- Task to complete
Go line by line through the records below. Copy whichever lines contain the string "beach".

- Exercise input
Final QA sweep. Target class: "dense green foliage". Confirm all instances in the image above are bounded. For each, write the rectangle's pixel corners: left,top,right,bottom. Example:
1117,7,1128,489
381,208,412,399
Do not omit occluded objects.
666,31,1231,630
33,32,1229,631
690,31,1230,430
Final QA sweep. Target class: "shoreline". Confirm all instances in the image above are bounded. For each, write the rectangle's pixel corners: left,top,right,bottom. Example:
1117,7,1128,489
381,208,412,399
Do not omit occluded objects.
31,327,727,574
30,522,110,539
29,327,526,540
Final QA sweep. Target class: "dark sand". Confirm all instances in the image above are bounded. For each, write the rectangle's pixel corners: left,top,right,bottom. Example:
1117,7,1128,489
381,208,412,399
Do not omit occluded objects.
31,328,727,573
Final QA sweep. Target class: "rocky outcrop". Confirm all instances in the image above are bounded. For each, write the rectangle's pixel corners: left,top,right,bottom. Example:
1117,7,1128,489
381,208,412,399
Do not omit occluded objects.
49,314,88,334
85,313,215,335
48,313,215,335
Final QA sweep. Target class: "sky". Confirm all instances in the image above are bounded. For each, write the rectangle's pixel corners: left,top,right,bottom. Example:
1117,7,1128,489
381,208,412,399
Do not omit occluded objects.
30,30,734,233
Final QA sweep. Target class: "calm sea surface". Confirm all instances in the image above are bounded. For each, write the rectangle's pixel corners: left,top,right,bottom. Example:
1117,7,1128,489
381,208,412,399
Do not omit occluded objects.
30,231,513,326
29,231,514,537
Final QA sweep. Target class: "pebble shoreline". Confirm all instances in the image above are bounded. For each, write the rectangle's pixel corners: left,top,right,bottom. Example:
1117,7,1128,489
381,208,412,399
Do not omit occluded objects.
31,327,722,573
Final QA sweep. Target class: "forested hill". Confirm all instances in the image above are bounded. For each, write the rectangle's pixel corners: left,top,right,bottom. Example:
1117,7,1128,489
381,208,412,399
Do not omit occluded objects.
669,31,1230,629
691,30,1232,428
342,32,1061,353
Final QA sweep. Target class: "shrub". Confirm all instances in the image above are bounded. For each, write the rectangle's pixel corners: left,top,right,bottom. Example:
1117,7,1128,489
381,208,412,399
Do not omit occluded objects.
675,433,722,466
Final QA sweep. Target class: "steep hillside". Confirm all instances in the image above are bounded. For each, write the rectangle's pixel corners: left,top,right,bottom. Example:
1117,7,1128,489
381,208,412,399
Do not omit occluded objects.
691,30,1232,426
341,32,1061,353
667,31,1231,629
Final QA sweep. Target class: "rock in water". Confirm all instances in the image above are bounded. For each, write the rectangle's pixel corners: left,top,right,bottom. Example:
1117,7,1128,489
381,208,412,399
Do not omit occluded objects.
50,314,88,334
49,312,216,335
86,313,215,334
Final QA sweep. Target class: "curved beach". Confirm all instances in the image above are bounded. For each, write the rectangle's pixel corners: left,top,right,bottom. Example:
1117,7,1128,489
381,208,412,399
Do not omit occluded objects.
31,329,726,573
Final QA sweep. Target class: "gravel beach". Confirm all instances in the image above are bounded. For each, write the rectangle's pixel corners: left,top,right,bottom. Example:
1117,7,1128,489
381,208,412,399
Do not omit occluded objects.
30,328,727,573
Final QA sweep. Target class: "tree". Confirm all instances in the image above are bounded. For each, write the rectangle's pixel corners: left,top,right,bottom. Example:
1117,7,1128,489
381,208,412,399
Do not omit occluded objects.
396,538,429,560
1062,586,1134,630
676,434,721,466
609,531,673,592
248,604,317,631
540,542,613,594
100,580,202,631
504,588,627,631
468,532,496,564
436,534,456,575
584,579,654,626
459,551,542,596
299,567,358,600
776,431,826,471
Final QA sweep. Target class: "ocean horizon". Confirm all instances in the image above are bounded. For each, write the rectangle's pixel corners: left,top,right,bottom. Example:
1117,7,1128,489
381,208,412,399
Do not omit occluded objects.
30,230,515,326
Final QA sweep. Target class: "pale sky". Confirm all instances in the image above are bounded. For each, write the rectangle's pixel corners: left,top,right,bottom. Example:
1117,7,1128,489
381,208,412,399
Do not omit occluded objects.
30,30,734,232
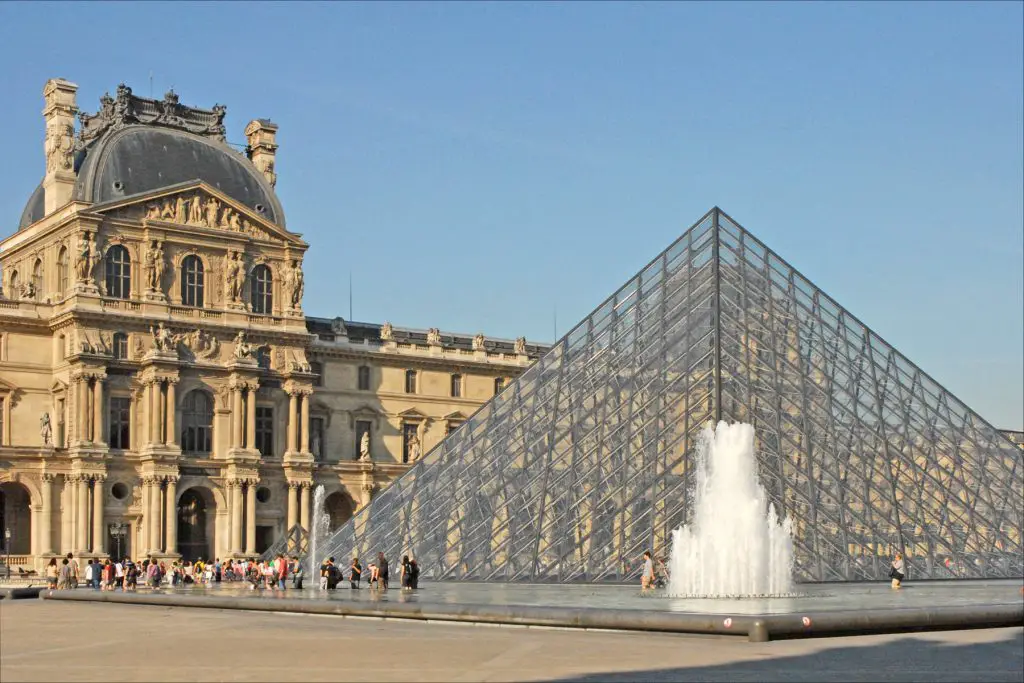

- Written solution
Final QA sweep. Target class: "curved beach". Confirm all instances in the image above are bounded. For each, write the rectangle's pixel corners: left,top,right,bottom. Example:
Final QA sweep. Target class: "gravel beach". Confirm all instances in the image above are bounded. For each, write the rectangle's pixel corners: left,top,right,bottom. Example:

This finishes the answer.